Data under study -

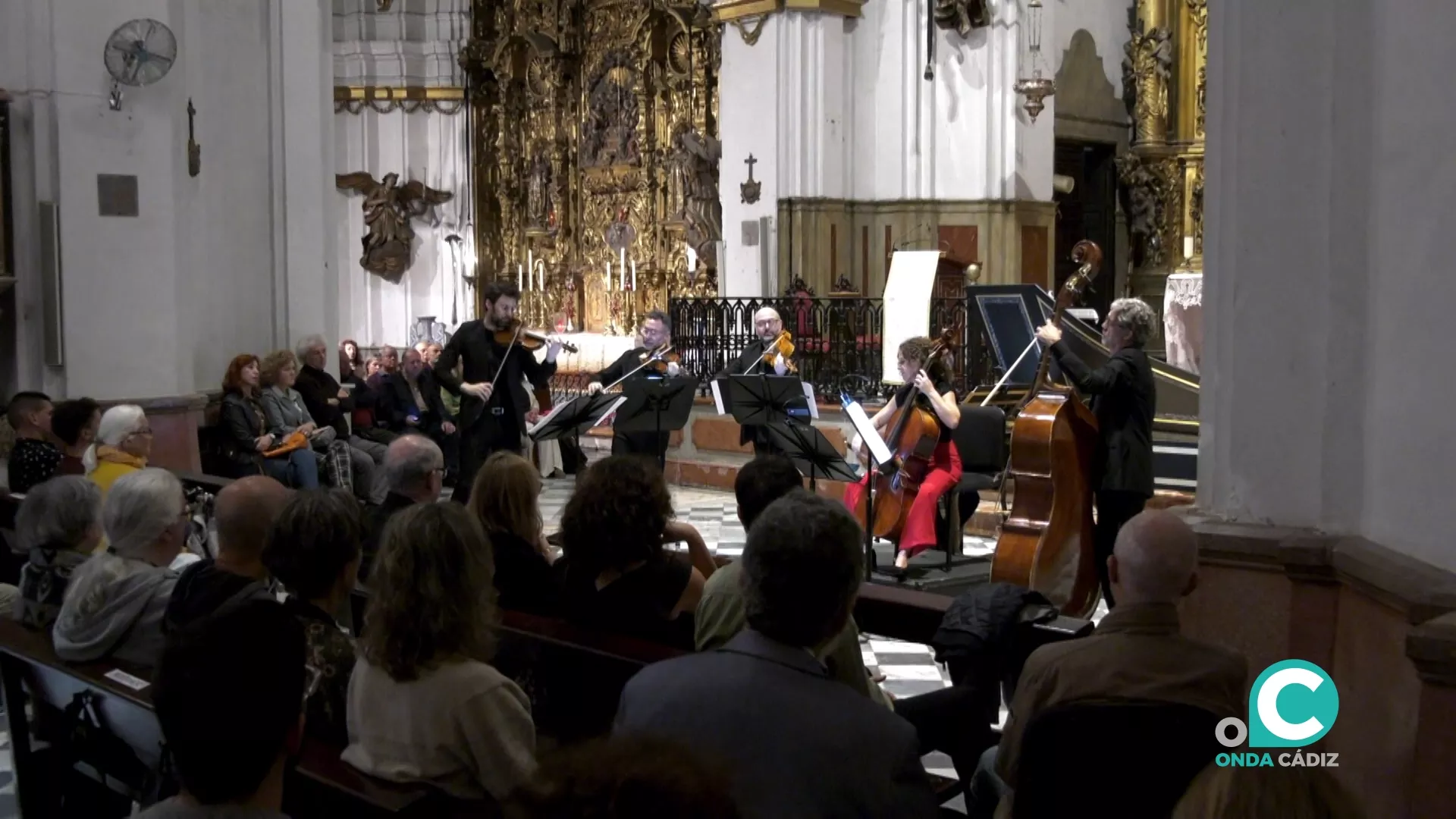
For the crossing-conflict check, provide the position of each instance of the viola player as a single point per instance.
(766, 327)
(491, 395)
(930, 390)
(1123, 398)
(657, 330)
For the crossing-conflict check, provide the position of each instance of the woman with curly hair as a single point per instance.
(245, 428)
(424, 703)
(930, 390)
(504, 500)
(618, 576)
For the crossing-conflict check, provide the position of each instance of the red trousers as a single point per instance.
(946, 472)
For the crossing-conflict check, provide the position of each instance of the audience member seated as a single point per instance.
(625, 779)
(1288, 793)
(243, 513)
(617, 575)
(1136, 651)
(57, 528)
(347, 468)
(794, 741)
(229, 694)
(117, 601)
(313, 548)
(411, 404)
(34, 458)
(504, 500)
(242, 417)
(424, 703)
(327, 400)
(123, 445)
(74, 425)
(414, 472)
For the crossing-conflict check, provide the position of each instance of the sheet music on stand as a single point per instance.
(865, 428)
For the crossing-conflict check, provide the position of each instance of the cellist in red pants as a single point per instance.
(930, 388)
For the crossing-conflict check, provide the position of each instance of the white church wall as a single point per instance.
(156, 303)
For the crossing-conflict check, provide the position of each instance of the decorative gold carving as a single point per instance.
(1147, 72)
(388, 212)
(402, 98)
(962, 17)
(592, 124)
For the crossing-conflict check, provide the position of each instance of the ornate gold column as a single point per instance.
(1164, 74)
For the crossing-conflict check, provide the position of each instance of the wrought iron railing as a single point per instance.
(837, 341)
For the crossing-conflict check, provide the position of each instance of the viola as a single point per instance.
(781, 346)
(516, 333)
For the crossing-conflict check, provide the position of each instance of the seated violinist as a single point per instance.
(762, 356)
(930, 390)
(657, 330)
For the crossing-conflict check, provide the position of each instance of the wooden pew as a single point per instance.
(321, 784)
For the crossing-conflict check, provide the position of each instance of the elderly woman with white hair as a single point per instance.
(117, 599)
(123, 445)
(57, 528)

Task goal -
Each record above has to be written out again in full, but its pictures must not be.

Exercise result -
For the crossing-conflict check, provide the position of each instance of the viola player as a single point per instance.
(766, 327)
(491, 395)
(930, 390)
(1123, 398)
(657, 330)
For the crossing-conflict check, provide the position of each instance of the woman with curly hair as a single point per instance.
(245, 428)
(424, 703)
(930, 390)
(504, 500)
(618, 576)
For the crossing-conflict check, provide the position of each instance of the red trousers as a single point per instance.
(946, 472)
For the crossing-conflict check, provide the position of each instance of the audience member seated as a single point per instance.
(625, 779)
(1288, 793)
(243, 513)
(617, 575)
(1136, 651)
(57, 528)
(347, 468)
(794, 741)
(229, 694)
(117, 601)
(313, 548)
(411, 404)
(34, 458)
(504, 500)
(242, 417)
(424, 703)
(327, 400)
(123, 445)
(74, 425)
(414, 472)
For the crossing-conflict check, provide the position of each instance of the sheet music on stand as a single point per instance.
(865, 428)
For the crossing-conflict check, provide the position of each instance of the cellist in red pants as a single point per instance.
(930, 388)
For the crossing-conflict check, provide the position of each instance of the white church wall as a single point per instance.
(156, 303)
For the crossing-conflict check, provide the position of each instance of the decorative gold carving as a single point per instance.
(1147, 72)
(388, 212)
(402, 98)
(962, 17)
(592, 124)
For the crossing-conflict check, provide the position of each instance of the ornate gold column as a single point per instance.
(1164, 74)
For the crossing-conflict check, provide the position of each instance of the wrought iron railing as a single point per instance.
(837, 341)
For the crossing-conflict check, provide the position of each instance of the viola as a single point per instance.
(781, 346)
(516, 333)
For the crossing-conflict check, provide the position of each instance of the seated violinist as a single point per instance.
(762, 356)
(930, 390)
(657, 330)
For the crossing-conflict check, provide the position of each instance of the wooden pew as a single point per instance.
(321, 784)
For the crossing-conflict check, provide the position of each instance of the elderly woman with white hair as a single point per instance.
(117, 599)
(123, 445)
(57, 528)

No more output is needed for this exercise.